Hollande: a última oportunidade
Este é pior momento para a França entrar numa deriva política.
O Presidente apresentou, como o seu "pacto de responsabilidade", um conjunto de medidas para melhorar a competitividade da economia francesa, incluindo uma redução dos impostos sobre as empresas de 40 mil milhões em três anos e uma redução das despesas do Estado em cerca de 50 mil milhões de euros. Em Março, a escolha de Manuel Valls para chefiar um novo Governo foi um sinal de que não se tratava apenas de palavras. A popularidade de Hollande nessa altura já era a mais baixa de qualquer Presidente da V República. A escolha de alguém que representa a ala mais à direita do Partido Socialista, que é jovem e que tem a ambição de chegar ao Eliseu, provou também que o Presidente já tinha a sua margem de manobra suficientemente reduzida para ter de apostar em alguém capaz de mostrar aos franceses e à Europa que o seu programa de reformas era para cumprir. Até porque não tinha outro remédio. Os últimos dados indicam que a economia estagnou e o emprego não desce enquanto a dívida não pára de crescer e a balança com o exterior não melhora. Além disso, a chanceler alemã mantém-se intransigente quanto à obrigação francesa de trazer o défice orçamental para os 3%, o que Hollande prometeu mas não vai conseguir cumprir.

LISTA DE DADOS:
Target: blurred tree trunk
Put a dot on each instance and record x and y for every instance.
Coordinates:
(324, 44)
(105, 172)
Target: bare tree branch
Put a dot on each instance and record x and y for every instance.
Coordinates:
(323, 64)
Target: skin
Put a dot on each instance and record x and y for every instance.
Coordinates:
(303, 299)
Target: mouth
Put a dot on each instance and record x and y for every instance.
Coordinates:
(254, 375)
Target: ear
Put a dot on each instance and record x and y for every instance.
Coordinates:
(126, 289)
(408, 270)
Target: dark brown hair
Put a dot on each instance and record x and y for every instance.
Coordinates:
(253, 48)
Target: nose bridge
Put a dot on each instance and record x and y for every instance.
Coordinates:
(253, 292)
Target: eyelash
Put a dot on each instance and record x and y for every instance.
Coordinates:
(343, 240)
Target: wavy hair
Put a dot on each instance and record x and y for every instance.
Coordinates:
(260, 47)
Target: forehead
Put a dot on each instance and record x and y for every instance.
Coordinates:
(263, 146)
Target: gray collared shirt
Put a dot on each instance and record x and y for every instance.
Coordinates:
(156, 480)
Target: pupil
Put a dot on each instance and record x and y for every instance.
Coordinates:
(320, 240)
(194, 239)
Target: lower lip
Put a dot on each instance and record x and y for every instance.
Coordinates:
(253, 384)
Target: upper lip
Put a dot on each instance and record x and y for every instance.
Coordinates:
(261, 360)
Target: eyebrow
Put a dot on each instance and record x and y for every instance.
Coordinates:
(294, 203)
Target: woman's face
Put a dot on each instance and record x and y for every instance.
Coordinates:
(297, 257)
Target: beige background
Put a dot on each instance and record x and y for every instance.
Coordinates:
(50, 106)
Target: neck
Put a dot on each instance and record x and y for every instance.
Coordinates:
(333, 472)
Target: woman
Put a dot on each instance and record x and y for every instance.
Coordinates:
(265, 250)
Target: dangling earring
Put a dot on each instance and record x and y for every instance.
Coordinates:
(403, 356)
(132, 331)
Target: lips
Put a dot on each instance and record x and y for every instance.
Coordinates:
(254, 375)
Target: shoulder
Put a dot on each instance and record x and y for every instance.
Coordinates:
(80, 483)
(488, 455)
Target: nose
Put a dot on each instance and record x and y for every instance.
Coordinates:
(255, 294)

O QUE FAZER:
Repita integralmente o texto sobre Hollande, sem qualquer alteração. Os itens não são necessários.

RESULTADO:
Hollande: a última oportunidade
Este é pior momento para a França entrar numa deriva política.
O Presidente apresentou, como o seu "pacto de responsabilidade", um conjunto de medidas para melhorar a competitividade da economia francesa, incluindo uma redução dos impostos sobre as empresas de 40 mil milhões em três anos e uma redução das despesas do Estado em cerca de 50 mil milhões de euros. Em Março, a escolha de Manuel Valls para chefiar um novo Governo foi um sinal de que não se tratava apenas de palavras. A popularidade de Hollande nessa altura já era a mais baixa de qualquer Presidente da V República. A escolha de alguém que representa a ala mais à direita do Partido Socialista, que é jovem e que tem a ambição de chegar ao Eliseu, provou também que o Presidente já tinha a sua margem de manobra suficientemente reduzida para ter de apostar em alguém capaz de mostrar aos franceses e à Europa que o seu programa de reformas era para cumprir. Até porque não tinha outro remédio. Os últimos dados indicam que a economia estagnou e o emprego não desce enquanto a dívida não pára de crescer e a balança com o exterior não melhora. Além disso, a chanceler alemã mantém-se intransigente quanto à obrigação francesa de trazer o défice orçamental para os 3%, o que Hollande prometeu mas não vai conseguir cumprir.